-- BEGIN --

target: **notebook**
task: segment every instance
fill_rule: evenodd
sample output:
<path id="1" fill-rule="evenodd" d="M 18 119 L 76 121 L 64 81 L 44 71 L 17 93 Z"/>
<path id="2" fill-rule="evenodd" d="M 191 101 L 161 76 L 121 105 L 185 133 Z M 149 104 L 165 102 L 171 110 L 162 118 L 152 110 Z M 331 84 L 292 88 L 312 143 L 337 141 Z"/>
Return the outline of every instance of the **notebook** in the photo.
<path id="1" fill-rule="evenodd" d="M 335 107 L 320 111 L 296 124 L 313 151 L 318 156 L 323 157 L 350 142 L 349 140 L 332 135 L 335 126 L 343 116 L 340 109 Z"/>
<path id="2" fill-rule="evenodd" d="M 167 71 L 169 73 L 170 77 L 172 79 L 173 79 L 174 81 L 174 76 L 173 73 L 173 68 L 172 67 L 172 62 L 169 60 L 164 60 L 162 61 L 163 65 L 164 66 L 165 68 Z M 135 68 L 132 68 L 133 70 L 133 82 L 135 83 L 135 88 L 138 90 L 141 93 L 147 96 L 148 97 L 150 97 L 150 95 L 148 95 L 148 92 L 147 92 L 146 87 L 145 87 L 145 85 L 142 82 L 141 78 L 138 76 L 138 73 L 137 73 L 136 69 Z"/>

-- END --

Write the lines of the entries from the beginning through the line containing "Return the outline", including that line, as a JSON list of strings, one string per line. Leave out any blank lines.

[
  "target: **notebook**",
  "task: segment every instance",
  "fill_rule: evenodd",
  "sample output:",
  "<path id=\"1\" fill-rule=\"evenodd\" d=\"M 18 119 L 76 121 L 64 81 L 44 71 L 17 93 Z\"/>",
  "<path id=\"2\" fill-rule=\"evenodd\" d=\"M 191 101 L 161 76 L 121 105 L 185 133 Z M 149 104 L 165 102 L 171 110 L 162 118 L 152 110 Z M 331 84 L 292 88 L 312 143 L 337 141 Z\"/>",
  "Return the outline of every instance of the **notebook** in the photo."
]